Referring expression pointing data
-=-=-
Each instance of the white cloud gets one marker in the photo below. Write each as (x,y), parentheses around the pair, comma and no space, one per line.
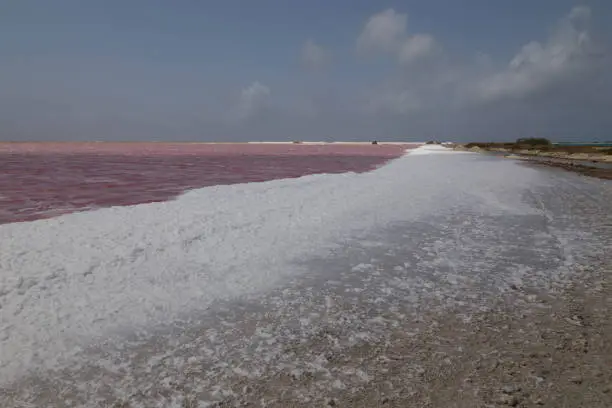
(384,31)
(416,47)
(314,56)
(387,32)
(252,98)
(568,54)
-=-=-
Every line above should be copied exactly; do not carry over the pictures.

_Problem solution_.
Each instance of the white cloud gets one marker in the photo below. Write each as (x,y), parentheses around the pair, comma and no space, one per line.
(384,31)
(416,47)
(314,56)
(387,32)
(252,98)
(568,54)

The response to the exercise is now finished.